**TASK OBJECTIVE:**
Collect each line in the listing below that contains the word "target", and copy those lines out unchanged.

**RECORD EXCERPTS:**
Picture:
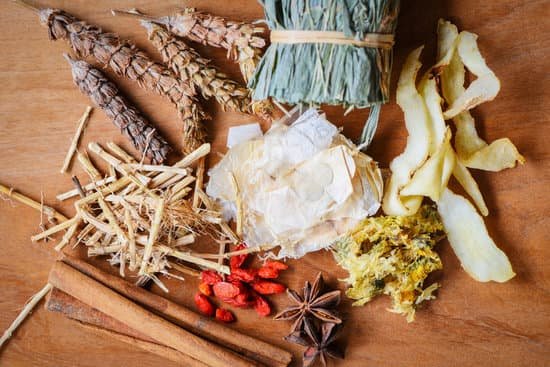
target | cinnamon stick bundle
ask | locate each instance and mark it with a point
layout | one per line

---

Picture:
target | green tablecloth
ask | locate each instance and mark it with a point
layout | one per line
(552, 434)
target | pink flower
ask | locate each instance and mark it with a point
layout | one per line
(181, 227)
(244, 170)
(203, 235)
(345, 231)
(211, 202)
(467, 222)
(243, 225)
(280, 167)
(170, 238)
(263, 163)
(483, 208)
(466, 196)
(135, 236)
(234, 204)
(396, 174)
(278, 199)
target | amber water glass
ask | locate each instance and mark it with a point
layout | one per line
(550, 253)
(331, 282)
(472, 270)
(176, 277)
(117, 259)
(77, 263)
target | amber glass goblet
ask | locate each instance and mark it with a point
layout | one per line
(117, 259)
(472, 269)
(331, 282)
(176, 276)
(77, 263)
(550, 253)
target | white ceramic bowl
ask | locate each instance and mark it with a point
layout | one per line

...

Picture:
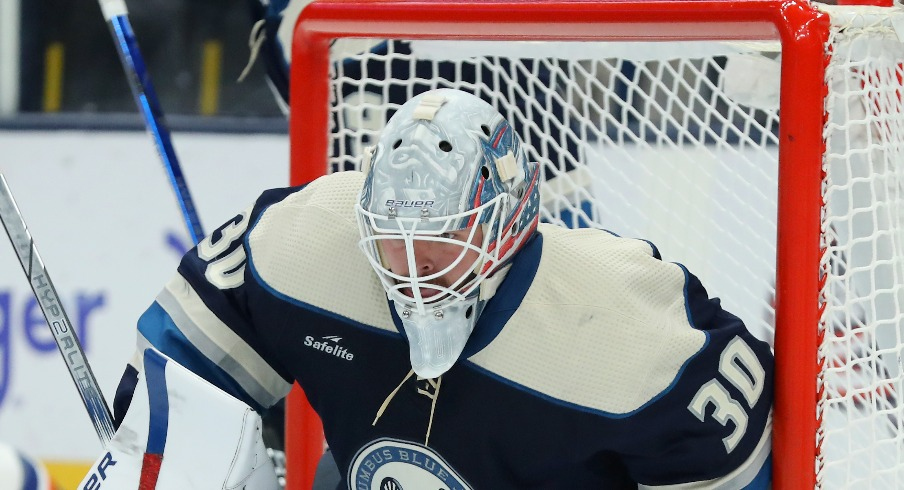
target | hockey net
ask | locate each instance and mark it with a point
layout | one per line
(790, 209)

**ANSWER:**
target | cinnamon stick bundle
target | green tablecloth
target | pink flower
target | amber water glass
target | amber glass goblet
target | white ceramic bowl
target | hockey net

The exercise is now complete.